(ЧТО СДЕЛАТЬ):
**A.** Какими, судя по отрывку о Москве 30-х годов, были полки в магазине на Тверской, где не было очереди?
**B.** Выпишите из отрывка о Москве 30-х годов точный фрагмент, начиная со слов «Подполье 20-х годов, столь» и заканчивая словами «но закрытые распределители.».
**C.** Перечислите все недуги, которыми, по отрывку о Москве 30-х годов, были покрыты дети на Ивантеевской фабрике.
#### ОТРЫВОК ####
- 139 -

Москва 30-х годов

 

Москва 30-х годов была городом страшным. Изобилие нэпа — было ли это? Пузыри или вода целебного течения — все равно — исчезло.

Подполье 20-х годов, столь яркое, забилось в какие-то норы, ибо было сметено с лица земли железной метлой государства.

Бесконечные очереди в магазинах, талоны и карточки, орсы 1 при заводах, мрачные улицы, магазин на Тверской, где не было очереди. Я зашел: пустые полки, но в углу какая-то грязная стоведерная бочка. Из бочки что-то черпали, о чем-то спорили: «мыло для всех».

На Ивантеевской фабрике матери протягивали мне грязных детей, покрытых коростой, пиодермией и диатезом. Закрытые распределители для привилегированных и надежных. Партмаксимум — но закрытые распределители.
#### ЗАПИСИ ####
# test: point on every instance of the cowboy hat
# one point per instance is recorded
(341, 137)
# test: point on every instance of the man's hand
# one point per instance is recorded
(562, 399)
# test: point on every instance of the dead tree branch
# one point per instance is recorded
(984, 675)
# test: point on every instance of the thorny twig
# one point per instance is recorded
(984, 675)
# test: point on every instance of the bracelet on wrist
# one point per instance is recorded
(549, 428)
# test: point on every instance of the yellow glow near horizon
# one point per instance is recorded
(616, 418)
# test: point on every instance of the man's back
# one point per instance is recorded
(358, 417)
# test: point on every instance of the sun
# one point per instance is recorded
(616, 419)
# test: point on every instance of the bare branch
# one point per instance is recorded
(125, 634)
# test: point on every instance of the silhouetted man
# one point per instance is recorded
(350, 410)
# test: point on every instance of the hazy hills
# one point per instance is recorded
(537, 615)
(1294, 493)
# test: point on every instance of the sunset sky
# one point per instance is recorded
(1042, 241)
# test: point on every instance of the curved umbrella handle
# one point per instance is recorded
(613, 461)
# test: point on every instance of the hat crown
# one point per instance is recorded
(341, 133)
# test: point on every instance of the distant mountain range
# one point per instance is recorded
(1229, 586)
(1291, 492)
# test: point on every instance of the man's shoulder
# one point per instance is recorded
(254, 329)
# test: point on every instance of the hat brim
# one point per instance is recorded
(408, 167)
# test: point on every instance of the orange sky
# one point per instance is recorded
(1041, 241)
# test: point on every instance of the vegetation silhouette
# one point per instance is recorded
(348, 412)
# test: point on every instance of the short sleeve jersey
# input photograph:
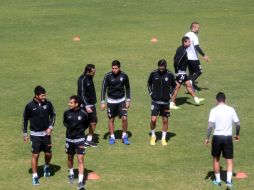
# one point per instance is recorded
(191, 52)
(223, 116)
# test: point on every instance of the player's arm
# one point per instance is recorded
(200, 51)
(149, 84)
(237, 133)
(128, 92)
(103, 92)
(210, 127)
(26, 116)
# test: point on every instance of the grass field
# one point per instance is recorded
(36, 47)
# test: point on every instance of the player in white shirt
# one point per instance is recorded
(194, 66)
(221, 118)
####
(ОТВЕТЫ):
**A.** Полки были пустые.

**B.**
Подполье 20-х годов, столь яркое, забилось в какие-то норы, ибо было сметено с лица земли железной метлой государства.

Бесконечные очереди в магазинах, талоны и карточки, орсы 1 при заводах, мрачные улицы, магазин на Тверской, где не было очереди. Я зашел: пустые полки, но в углу какая-то грязная стоведерная бочка. Из бочки что-то черпали, о чем-то спорили: «мыло для всех».

На Ивантеевской фабрике матери протягивали мне грязных детей, покрытых коростой, пиодермией и диатезом. Закрытые распределители для привилегированных и надежных. Партмаксимум — но закрытые распределители.

**C.** Короста, пиодермия, диатез.